## EXTRACTED TEXT:
On the contrary, they fit themselves in to the subject’s shifting impressions of life, change with every change in his situation, and receive from every fresh active impression what might be called a ‘date-mark’. The relation of a phantasy to time is in general very important. We may say that it hovers, as it were, between three times – the three moments of time which our ideation involves. Mental work is linked to some current impression, some provoking occasion in the present which has been able to arouse one of the subject’s major wishes.
From there it harks back to a memory of an earlier experience (usually an infantile one) in which this wish was fulfilled; and it now creates a situation relating to the future which represents a fulfilment of the wish. What it thus creates is a day-dream or phantasy, which carries about it traces of its origin from the occasion which provoked it and from the memory. Thus past, present and future are strung together, as it were, on the thread of the wish that runs through them. A very ordinary example may serve to make what I have said clear.

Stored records
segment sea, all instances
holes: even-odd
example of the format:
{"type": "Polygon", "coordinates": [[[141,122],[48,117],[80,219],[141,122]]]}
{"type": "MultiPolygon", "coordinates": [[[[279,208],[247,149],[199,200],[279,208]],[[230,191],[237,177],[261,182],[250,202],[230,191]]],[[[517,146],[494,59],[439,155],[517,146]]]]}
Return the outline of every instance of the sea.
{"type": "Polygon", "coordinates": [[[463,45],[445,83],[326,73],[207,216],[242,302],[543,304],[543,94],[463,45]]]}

## CHECK YOUR UNDERSTANDING:
(a) In the passage on phantasy and time, what kind of earlier experience does the mental work usually hark back to?
(b) Transcribe part of the passage on phantasy and time, beginning at the words "On the contrary, they" and stopping after the words "subject’s major wishes.".
(c) Pick up the passage on phantasy and time after its final sentence and keep writing in the same voice.

## EXERCISE ANSWERS:
(a) Usually an infantile one.

(b)
On the contrary, they fit themselves in to the subject’s shifting impressions of life, change with every change in his situation, and receive from every fresh active impression what might be called a ‘date-mark’. The relation of a phantasy to time is in general very important. We may say that it hovers, as it were, between three times – the three moments of time which our ideation involves. Mental work is linked to some current impression, some provoking occasion in the present which has been able to arouse one of the subject’s major wishes.

(c)
Let us take the case of a poor orphan boy to whom you have given the address of some employer where he may perhaps find a job. On his way there he may indulge in a day-dream appropriate to the situation from which it arises. The content of his phantasy will perhaps be something like this. He is given a job, finds favour with his new employer, makes himself indispensable in the business, is taken into his employer’s family, marries the charming young daughter of the house, and then himself becomes a director of the business, first as his employer’s partner and then as his successor.
In this phantasy, the dreamer has regained what he possessed in his happy childhood – the protecting house, the loving parents and the first objects of his affectionate feelings. You will see from this example the way in which the wish makes use of an occasion in the present to construct, on the pattern of the past, a picture of the future. There is a great deal more that could be said about phantasies; but I will only allude as briefly as possible to certain points.
If phantasies become over-luxuriant and over-powerful, the conditions are laid for an onset of neurosis or psychosis. Phantasies, moreover, are the immediate mental precursors of the distressing symptoms complained of by our patients. Here a broad by-path branches off into pathology. I cannot pass over the relation of phantasies to dreams. Our dreams at night are nothing else than phantasies like these, as we can demonstrate from the interpretation of dreams.?
Language, in its unrivalled wisdom, long ago decided the question of the essential nature of dreams by giving the name of ‘day-dreams’ to the airy creations of phantasy. If the meaning of our dreams usually remains obscure to us in spite of this pointer, it is because of the circumstance that at night there also arise in us wishes of which we are ashamed; these we must conceal from ourselves, and they have consequently been repressed, pushed into the unconscious.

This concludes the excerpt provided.